• Passage to read
○ ○ ○ ○
Please join Bloomsbury Chapter for the Stevenson Lecture, given each year in memory of Professor Iain Stevenson, who established the UCL Centre for Publishing in 2006.

Where: The Chancellor's Hall, First Floor, Senate House, Malet Street, London WC1E 7HU

When: 23 May 2024, 5:30PM - 8:30PM

Speaker: Ryan Cordell (University of Illinois)

Title: 'The Scissors, the Paste-Pot, & the Large Language Model'

The lecture will be followed by a wine reception.

The event is free but booking is essential: https://ies.sas.ac.uk/events/bloomsbury-chapter-stevenson-lecture-2024

Abstract: 'The Scissors, the Paste-Pot, & the Large Language Model'

The nineteenth-century newspaper was eclectic and far-reaching: a miscellany of news, entertainment, art, science, opinion, and practical advice. It was also a medium founded on unoriginal writing, as editors composed their papers substantially through the reprinting of material from other newspapers. In the United States, such textual recycling was neither incidental nor covert, but directly supported by both custom and law. Drawing on our extended study of the "exchange system" in the Viral Texts project (https://viraltexts.org) this lecture will ask how this history of unoriginal writing might inform our understanding of—and responses to—the newest technology of unoriginal writing, large language models (LLMs), such as ChatGPT. While scissors and paste have been replaced by algorithmic recombination, nineteenth-century newspapers share with LLMs qualities of collage and pastiche, as well as concerns about veracity and displaced labor. Building on their shared qualities, the lecture will then suggest ways historians might use LLMs—perhaps best suited to produce the average or mundane—to scale up tasks also based on normative patterns across large-scale historical newspaper collections, such as genre classification, textual segmentation, or topic identification. Finally, the lecture will show how methods developed for computational historical research, such as the reprint detection tools developed for Viral Texts, can contribute to bibliographical investigation and description of LLMs and related AI systems.

About the speaker:

Ryan Cordell is Associate Professor of Information Science and English at the University of Illinois, Urbana-Champaign. Before joining the iSchool, Cordell was associate professor of English at Northeastern University and a core founding faculty member in the NULab for Texts, Maps, and Networks. His scholarship seeks to illuminate how technologies of production, reception, circulation, and remediation shape the meanings of texts within historical communities, as well as how the complexities of historical texts pressure modern scholarly infrastructure. Cordell primarily studies circulation and reprinting in nineteenth-century American newspapers, but his interests extend to the influence of digitization and computation on contemporary reading, writing, and research. He collaborates with colleagues in English, History, and Computer Science on the Viral Texts project, which uses robust data mining tools to discover borrowed texts across large-scale archives of nineteenth-century periodicals. He is also a practicing letterpress printer who explores intersections between historical and contemporary information technologies through the lens of maker culture. Cordell is a Senior Fellow in the Andrew W. Mellon Society of Critical Bibliography at the Rare Book School and serves as the Delegate Assembly Representative for the MLA's Forum on Digital Humanities

Bloomsbury Chapter is a co-operative venture between the Institute of English Studies in the School of Advanced Study and the Centre for Publishing in UCL. It promotes research and teaching in the broad areas of communication history, authorship, publishing, textual editing, and reading.
○ ○ ○ ○
• Supplied records
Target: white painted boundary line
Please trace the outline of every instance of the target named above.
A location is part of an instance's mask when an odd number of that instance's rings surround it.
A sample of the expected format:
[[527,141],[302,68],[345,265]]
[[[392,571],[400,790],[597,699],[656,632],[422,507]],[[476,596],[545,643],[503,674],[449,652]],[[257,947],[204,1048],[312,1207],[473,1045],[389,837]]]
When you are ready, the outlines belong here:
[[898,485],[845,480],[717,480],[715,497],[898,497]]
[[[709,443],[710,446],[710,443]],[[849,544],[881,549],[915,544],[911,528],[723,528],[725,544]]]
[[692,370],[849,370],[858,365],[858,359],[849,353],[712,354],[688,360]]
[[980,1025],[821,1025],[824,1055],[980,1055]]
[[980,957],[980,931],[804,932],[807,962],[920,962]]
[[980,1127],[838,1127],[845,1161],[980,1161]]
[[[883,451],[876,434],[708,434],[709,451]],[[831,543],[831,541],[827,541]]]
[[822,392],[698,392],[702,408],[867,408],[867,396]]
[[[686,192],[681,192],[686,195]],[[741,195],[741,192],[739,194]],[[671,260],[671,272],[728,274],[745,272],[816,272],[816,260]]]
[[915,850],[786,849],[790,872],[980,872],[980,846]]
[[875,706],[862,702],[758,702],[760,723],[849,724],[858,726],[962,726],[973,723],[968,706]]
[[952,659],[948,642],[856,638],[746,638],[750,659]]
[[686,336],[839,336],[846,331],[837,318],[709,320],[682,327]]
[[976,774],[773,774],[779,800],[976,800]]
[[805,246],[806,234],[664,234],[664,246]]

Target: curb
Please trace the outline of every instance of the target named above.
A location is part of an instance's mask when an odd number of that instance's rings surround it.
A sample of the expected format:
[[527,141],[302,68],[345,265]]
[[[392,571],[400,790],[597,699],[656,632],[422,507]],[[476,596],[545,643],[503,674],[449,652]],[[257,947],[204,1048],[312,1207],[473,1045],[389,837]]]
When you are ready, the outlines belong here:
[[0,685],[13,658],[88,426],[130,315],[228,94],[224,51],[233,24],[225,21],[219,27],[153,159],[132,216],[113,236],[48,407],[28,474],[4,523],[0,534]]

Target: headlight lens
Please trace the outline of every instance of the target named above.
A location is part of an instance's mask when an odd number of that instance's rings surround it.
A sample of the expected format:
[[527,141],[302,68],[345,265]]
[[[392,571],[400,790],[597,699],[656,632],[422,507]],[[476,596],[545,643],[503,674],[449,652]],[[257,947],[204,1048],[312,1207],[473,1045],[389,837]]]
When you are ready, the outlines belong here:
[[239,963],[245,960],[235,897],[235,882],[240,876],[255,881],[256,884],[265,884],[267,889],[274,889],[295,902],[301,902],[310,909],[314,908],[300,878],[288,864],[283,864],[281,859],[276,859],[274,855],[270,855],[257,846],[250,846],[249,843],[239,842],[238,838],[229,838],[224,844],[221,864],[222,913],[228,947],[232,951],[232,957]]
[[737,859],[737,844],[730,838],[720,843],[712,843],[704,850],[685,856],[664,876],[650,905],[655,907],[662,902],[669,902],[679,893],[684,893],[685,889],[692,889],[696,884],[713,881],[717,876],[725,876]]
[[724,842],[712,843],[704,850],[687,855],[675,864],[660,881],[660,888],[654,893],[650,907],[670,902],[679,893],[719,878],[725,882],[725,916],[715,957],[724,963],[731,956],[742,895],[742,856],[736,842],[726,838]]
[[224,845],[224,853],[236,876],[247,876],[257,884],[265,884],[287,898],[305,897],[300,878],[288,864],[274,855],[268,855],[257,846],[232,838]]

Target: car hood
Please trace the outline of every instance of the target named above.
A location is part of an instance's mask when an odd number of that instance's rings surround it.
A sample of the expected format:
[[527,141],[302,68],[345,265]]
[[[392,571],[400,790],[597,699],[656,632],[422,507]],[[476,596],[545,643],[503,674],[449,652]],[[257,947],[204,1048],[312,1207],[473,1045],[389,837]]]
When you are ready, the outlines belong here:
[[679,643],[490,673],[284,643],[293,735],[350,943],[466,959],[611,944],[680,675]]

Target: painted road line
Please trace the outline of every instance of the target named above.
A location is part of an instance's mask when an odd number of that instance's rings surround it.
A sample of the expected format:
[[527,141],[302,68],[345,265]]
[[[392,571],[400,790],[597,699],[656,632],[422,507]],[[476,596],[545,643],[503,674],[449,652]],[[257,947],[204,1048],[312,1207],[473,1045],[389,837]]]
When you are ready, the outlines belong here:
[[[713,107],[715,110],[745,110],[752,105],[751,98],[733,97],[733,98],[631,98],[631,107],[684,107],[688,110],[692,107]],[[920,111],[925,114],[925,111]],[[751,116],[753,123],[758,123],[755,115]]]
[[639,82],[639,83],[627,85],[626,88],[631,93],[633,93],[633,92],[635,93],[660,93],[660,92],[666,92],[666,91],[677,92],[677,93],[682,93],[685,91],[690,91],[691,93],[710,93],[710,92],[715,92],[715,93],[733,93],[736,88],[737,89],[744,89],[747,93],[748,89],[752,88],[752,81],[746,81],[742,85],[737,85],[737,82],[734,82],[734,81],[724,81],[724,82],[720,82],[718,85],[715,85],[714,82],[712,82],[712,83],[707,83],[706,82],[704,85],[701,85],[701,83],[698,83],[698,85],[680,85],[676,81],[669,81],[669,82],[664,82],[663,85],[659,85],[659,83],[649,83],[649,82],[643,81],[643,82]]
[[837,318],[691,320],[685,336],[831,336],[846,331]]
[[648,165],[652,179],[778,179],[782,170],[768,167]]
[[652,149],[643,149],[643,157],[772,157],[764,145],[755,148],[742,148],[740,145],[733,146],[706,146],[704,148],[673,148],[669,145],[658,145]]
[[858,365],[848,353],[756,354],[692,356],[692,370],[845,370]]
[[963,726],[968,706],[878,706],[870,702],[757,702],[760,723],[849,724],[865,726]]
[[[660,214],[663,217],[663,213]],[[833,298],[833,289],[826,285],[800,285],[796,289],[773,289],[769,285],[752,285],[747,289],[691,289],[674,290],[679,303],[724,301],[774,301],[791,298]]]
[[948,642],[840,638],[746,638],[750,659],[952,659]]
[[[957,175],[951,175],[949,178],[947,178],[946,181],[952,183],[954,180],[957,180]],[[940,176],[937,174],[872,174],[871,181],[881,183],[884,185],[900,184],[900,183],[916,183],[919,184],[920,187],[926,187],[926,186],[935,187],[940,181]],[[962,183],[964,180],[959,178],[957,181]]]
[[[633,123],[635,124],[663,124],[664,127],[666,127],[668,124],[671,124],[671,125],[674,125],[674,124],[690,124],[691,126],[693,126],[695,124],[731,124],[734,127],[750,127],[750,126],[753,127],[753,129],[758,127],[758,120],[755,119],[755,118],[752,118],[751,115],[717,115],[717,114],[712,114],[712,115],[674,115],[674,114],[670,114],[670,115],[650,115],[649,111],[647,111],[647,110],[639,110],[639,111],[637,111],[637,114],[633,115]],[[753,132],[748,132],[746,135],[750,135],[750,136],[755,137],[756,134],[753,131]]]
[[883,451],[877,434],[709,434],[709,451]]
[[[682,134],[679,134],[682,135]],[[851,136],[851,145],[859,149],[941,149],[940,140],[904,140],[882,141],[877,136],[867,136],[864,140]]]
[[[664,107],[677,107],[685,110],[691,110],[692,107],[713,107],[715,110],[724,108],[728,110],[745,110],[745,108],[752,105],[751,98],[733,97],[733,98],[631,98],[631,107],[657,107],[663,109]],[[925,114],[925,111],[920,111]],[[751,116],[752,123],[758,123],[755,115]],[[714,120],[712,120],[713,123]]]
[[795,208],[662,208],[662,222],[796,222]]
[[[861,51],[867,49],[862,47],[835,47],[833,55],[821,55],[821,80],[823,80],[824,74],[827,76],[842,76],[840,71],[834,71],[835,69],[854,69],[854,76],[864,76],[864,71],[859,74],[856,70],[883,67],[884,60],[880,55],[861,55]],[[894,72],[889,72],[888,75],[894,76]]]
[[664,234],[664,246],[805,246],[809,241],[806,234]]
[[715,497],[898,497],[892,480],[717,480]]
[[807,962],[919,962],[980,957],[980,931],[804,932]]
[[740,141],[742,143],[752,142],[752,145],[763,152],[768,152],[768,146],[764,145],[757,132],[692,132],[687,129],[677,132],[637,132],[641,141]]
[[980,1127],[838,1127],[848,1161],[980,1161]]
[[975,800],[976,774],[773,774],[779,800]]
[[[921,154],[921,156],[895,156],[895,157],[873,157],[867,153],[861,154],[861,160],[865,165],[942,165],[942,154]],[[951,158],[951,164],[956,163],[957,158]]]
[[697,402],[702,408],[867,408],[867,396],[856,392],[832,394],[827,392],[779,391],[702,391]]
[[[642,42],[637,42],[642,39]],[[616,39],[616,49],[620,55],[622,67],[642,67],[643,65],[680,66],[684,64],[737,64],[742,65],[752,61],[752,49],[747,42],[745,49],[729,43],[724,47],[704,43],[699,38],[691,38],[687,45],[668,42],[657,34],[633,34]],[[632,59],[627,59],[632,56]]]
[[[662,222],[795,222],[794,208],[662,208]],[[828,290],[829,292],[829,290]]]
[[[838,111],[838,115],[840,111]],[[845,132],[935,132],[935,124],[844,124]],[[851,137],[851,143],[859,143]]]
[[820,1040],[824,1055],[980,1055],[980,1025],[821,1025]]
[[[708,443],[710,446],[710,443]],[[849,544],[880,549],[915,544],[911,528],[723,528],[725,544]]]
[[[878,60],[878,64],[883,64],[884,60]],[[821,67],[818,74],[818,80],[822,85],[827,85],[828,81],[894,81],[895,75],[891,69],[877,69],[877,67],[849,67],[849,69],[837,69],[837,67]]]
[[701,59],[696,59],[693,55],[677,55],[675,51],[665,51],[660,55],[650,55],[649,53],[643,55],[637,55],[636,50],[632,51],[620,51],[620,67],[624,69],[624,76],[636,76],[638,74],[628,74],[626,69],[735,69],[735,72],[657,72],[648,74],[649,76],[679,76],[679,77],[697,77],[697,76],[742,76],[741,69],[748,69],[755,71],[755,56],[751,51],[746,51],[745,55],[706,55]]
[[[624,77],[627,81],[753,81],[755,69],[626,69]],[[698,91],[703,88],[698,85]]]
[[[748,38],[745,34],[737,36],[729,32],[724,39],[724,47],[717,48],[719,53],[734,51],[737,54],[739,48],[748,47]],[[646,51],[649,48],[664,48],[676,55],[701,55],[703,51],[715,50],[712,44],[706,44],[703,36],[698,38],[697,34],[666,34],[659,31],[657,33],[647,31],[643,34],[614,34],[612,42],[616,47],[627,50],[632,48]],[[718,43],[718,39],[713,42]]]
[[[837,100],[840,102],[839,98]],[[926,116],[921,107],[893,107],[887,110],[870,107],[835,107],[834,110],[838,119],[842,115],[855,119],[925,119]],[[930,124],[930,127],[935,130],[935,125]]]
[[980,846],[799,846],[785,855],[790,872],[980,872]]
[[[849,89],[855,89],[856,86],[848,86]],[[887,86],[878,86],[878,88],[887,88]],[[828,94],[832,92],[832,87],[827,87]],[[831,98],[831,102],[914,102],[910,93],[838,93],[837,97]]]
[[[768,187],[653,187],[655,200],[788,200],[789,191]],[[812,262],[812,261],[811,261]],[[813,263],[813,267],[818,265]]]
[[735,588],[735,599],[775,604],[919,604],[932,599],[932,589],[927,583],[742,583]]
○ ○ ○ ○
• Work order
Reproduce word for word the stretch of the Stevenson Lecture announcement from "Please join Bloomsbury" through "a wine reception.".

• Your response
Please join Bloomsbury Chapter for the Stevenson Lecture, given each year in memory of Professor Iain Stevenson, who established the UCL Centre for Publishing in 2006.

Where: The Chancellor's Hall, First Floor, Senate House, Malet Street, London WC1E 7HU

When: 23 May 2024, 5:30PM - 8:30PM

Speaker: Ryan Cordell (University of Illinois)

Title: 'The Scissors, the Paste-Pot, & the Large Language Model'

The lecture will be followed by a wine reception.